+++ DATA EXTRACTS
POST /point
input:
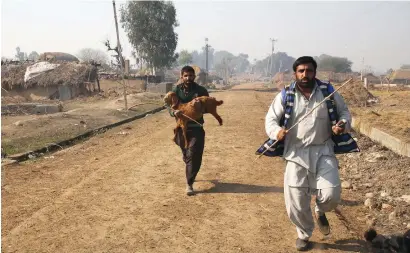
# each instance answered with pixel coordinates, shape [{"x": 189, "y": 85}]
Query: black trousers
[{"x": 192, "y": 155}]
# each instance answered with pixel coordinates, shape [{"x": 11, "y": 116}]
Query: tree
[
  {"x": 281, "y": 61},
  {"x": 90, "y": 54},
  {"x": 21, "y": 56},
  {"x": 184, "y": 58},
  {"x": 150, "y": 29},
  {"x": 33, "y": 56}
]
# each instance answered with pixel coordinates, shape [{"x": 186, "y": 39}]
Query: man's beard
[{"x": 306, "y": 82}]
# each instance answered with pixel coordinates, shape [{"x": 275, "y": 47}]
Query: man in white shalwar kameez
[{"x": 311, "y": 165}]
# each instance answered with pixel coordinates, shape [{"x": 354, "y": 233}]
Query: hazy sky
[{"x": 379, "y": 32}]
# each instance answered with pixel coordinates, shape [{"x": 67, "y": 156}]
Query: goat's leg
[
  {"x": 217, "y": 117},
  {"x": 175, "y": 133},
  {"x": 184, "y": 130}
]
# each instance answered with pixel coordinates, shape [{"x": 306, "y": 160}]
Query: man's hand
[
  {"x": 339, "y": 128},
  {"x": 281, "y": 135},
  {"x": 177, "y": 113}
]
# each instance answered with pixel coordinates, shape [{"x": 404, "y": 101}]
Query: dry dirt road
[{"x": 123, "y": 191}]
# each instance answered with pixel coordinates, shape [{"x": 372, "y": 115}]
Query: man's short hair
[
  {"x": 187, "y": 69},
  {"x": 304, "y": 60}
]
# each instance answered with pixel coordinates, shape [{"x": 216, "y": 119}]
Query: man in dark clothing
[{"x": 187, "y": 91}]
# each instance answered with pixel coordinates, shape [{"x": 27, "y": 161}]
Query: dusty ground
[
  {"x": 391, "y": 114},
  {"x": 24, "y": 133},
  {"x": 125, "y": 193}
]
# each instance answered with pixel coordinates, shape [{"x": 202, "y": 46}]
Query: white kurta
[
  {"x": 311, "y": 167},
  {"x": 311, "y": 138}
]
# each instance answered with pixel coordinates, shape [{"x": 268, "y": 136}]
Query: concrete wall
[
  {"x": 377, "y": 135},
  {"x": 106, "y": 84},
  {"x": 32, "y": 94},
  {"x": 159, "y": 87}
]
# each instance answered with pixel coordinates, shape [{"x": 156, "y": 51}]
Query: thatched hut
[
  {"x": 57, "y": 56},
  {"x": 400, "y": 76},
  {"x": 66, "y": 81}
]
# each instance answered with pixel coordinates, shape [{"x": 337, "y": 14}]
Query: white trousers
[{"x": 300, "y": 184}]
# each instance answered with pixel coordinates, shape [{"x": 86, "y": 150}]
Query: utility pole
[
  {"x": 271, "y": 56},
  {"x": 120, "y": 56},
  {"x": 361, "y": 72},
  {"x": 207, "y": 46}
]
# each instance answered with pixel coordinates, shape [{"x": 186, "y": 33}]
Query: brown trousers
[{"x": 192, "y": 155}]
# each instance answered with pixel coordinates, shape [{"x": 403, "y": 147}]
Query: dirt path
[{"x": 123, "y": 191}]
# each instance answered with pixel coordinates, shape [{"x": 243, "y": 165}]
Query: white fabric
[
  {"x": 37, "y": 69},
  {"x": 311, "y": 138}
]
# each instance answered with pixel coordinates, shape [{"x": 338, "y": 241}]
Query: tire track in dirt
[{"x": 131, "y": 198}]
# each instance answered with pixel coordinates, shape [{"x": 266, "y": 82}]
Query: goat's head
[{"x": 171, "y": 99}]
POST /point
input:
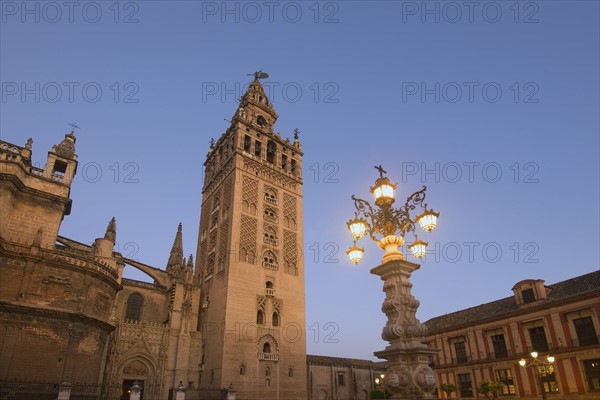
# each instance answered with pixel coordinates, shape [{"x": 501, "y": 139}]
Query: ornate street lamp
[
  {"x": 408, "y": 374},
  {"x": 391, "y": 224},
  {"x": 538, "y": 364}
]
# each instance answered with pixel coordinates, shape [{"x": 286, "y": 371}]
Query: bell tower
[{"x": 250, "y": 262}]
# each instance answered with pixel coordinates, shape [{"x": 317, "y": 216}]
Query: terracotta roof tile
[{"x": 571, "y": 288}]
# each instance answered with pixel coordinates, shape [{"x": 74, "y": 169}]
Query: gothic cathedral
[{"x": 235, "y": 319}]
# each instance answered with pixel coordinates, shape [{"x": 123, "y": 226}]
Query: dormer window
[{"x": 528, "y": 296}]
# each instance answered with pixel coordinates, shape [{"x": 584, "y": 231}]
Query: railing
[
  {"x": 269, "y": 265},
  {"x": 585, "y": 341},
  {"x": 271, "y": 218},
  {"x": 270, "y": 241},
  {"x": 268, "y": 357}
]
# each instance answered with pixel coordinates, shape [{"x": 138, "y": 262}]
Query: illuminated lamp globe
[{"x": 428, "y": 220}]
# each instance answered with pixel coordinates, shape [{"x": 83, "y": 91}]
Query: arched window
[
  {"x": 135, "y": 301},
  {"x": 271, "y": 151},
  {"x": 267, "y": 347}
]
++++++
_AIM OF THE EXERCISE_. Produce a verbatim copy of all records, minus pictures.

_RESULT FOR THIS EXERCISE_.
POST /point
input:
# each instance answered with pixel coordinates, shape [{"x": 189, "y": 85}]
Query: black trousers
[{"x": 192, "y": 155}]
# each instance answered with pixel coordinates, shape [{"x": 11, "y": 116}]
Query: tree
[
  {"x": 281, "y": 61},
  {"x": 90, "y": 54},
  {"x": 21, "y": 56},
  {"x": 184, "y": 58},
  {"x": 150, "y": 29},
  {"x": 33, "y": 56}
]
# each instance answered with pixel coordinates, shape [{"x": 186, "y": 39}]
Query: man's beard
[{"x": 306, "y": 82}]
# each instance answered with pixel coordinates, shape [{"x": 275, "y": 47}]
Query: man in white shalwar kameez
[{"x": 311, "y": 165}]
# each instance answered with pixel coordinates, shape [{"x": 354, "y": 233}]
Query: hazy sky
[{"x": 379, "y": 32}]
# each instance answered with pixel coordinates, shape [{"x": 67, "y": 156}]
Query: goat's leg
[
  {"x": 217, "y": 117},
  {"x": 175, "y": 133},
  {"x": 184, "y": 130}
]
# each instance answered with pixel coordinates, shape [{"x": 306, "y": 160}]
Query: man's hand
[
  {"x": 339, "y": 128},
  {"x": 281, "y": 135},
  {"x": 177, "y": 113}
]
# each instance answered with pixel coordinates, shape [{"x": 404, "y": 101}]
Query: dry dirt road
[{"x": 123, "y": 191}]
# each instance answered with pixel coordinates, shape [{"x": 372, "y": 115}]
Query: man's short hair
[
  {"x": 187, "y": 69},
  {"x": 304, "y": 60}
]
# each instance answered with pixel coordinates, shape [{"x": 216, "y": 119}]
Query: man in dark clothing
[{"x": 187, "y": 91}]
# each instance answered with pixel coordinates, shape [{"x": 27, "y": 161}]
Query: dusty ground
[
  {"x": 391, "y": 114},
  {"x": 24, "y": 133},
  {"x": 125, "y": 193}
]
# each instance answered with pixel coordinates, shape [{"x": 202, "y": 46}]
Query: white kurta
[
  {"x": 311, "y": 167},
  {"x": 311, "y": 138}
]
# each instance answered with pixel coordinates, shape [{"x": 268, "y": 136}]
Query: concrete wall
[
  {"x": 377, "y": 135},
  {"x": 106, "y": 84},
  {"x": 32, "y": 94},
  {"x": 159, "y": 87}
]
# each instance answered with pixel coordinates, shape [{"x": 156, "y": 51}]
Query: thatched hut
[
  {"x": 57, "y": 56},
  {"x": 400, "y": 76},
  {"x": 66, "y": 81}
]
# each instance answered with pixel coordinates, shape [{"x": 337, "y": 14}]
Query: white trousers
[{"x": 300, "y": 184}]
# each instance answered with pixel coordinates, shape [{"x": 86, "y": 150}]
Query: utility pole
[
  {"x": 271, "y": 56},
  {"x": 120, "y": 56},
  {"x": 361, "y": 72},
  {"x": 207, "y": 46}
]
# each instance answered with pixel coordinates, shape [{"x": 186, "y": 33}]
Query: brown trousers
[{"x": 192, "y": 155}]
# each instance answered with pixel coordinates, shape [{"x": 403, "y": 147}]
Query: dirt path
[{"x": 123, "y": 191}]
# each instance answered with pixel coordinates, shape [{"x": 243, "y": 165}]
Query: white fabric
[
  {"x": 37, "y": 69},
  {"x": 311, "y": 138}
]
# each instance answered with pixel coordinates, shape [{"x": 338, "y": 241}]
Query: tire track in dirt
[{"x": 131, "y": 198}]
# each instance answered with pixel coordinates, shape [{"x": 266, "y": 82}]
Query: goat's head
[{"x": 171, "y": 99}]
POST /point
input:
# each instance answered with pixel coordinates, shape [{"x": 501, "y": 139}]
Query: ornate street lamp
[
  {"x": 408, "y": 374},
  {"x": 391, "y": 224},
  {"x": 538, "y": 364}
]
# each instance answered with pixel coordinates, shape [{"x": 286, "y": 371}]
Query: bell tower
[{"x": 250, "y": 262}]
# each instance answered with pixel coordinates, shape [{"x": 317, "y": 216}]
Query: terracotta roof tile
[{"x": 571, "y": 288}]
# each instance answered with pixel coordinates, shape [{"x": 74, "y": 169}]
Query: gothic cathedral
[{"x": 235, "y": 319}]
# each instance answered with pixel coordinates, shape [{"x": 123, "y": 226}]
Query: dormer window
[{"x": 528, "y": 296}]
# each instance answered with pixel coordinates, shape [{"x": 584, "y": 231}]
Query: railing
[
  {"x": 269, "y": 265},
  {"x": 585, "y": 341},
  {"x": 271, "y": 218},
  {"x": 270, "y": 241},
  {"x": 268, "y": 357}
]
# each instance answered with pixel coordinates, shape [{"x": 138, "y": 262}]
Query: illuminated lamp globe
[{"x": 428, "y": 220}]
# each instance answered with pixel coordinates, shape [{"x": 83, "y": 91}]
Query: arched window
[
  {"x": 135, "y": 301},
  {"x": 271, "y": 151},
  {"x": 267, "y": 347}
]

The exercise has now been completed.